Work to complete:
Pick out each line in the data below that contains the string "door" and copy those lines. Case matters when matching.

(Collection entries)
↓↓↓
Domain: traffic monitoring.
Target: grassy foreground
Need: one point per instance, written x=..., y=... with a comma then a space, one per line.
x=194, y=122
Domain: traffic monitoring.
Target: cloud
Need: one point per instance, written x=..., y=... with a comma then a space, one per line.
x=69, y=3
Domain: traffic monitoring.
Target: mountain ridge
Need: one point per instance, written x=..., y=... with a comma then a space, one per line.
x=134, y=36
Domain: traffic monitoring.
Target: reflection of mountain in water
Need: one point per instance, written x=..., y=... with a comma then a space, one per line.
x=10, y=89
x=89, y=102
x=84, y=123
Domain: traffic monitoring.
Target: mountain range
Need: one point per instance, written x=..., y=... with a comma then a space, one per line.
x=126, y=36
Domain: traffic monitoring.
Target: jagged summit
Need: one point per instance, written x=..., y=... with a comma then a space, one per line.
↑↑↑
↓↓↓
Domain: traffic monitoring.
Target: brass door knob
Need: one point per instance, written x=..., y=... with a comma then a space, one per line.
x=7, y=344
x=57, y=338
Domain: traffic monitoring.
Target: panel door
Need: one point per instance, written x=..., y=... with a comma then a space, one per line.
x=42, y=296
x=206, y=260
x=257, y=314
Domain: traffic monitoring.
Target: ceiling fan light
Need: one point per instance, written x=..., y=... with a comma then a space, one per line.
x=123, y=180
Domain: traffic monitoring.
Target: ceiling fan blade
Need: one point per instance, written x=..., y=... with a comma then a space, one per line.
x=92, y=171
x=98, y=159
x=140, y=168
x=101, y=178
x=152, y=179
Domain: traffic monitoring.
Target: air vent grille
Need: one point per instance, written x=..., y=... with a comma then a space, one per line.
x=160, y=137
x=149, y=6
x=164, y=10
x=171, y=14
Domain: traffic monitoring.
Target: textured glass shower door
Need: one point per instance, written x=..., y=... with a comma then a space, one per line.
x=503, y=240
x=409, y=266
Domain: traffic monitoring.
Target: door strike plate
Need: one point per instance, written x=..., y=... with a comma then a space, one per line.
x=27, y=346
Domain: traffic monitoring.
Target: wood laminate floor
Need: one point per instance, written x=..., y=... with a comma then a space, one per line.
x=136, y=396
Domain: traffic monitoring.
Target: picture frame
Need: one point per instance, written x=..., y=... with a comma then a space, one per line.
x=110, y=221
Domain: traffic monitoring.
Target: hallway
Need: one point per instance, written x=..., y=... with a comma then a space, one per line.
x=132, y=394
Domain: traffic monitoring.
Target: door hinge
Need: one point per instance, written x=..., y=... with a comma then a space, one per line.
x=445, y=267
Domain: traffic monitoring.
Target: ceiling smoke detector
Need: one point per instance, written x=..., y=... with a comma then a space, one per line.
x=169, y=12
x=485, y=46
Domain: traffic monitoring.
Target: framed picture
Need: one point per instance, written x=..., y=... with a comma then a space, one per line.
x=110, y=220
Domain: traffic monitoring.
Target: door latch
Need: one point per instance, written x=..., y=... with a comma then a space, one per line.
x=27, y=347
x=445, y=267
↑↑↑
↓↓↓
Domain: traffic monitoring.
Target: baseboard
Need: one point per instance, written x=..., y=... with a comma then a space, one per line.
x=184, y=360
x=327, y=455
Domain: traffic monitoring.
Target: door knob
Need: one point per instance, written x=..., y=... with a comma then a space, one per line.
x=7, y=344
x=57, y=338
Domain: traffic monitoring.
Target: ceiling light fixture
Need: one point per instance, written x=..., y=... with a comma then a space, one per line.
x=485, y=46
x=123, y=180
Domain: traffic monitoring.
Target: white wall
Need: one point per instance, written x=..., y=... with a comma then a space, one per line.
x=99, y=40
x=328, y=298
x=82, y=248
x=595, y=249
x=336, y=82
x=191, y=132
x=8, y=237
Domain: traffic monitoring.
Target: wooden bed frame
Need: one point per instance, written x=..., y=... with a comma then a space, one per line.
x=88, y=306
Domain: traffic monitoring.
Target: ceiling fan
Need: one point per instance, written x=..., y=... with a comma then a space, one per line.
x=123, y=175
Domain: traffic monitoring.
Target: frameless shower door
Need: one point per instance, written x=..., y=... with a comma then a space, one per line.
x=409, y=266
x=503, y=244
↑↑↑
Full output:
Target: brass door knob
Target: panel door
Target: textured glass shower door
Target: door strike plate
Target: door hinge
Target: door latch
Target: door knob
Target: frameless shower door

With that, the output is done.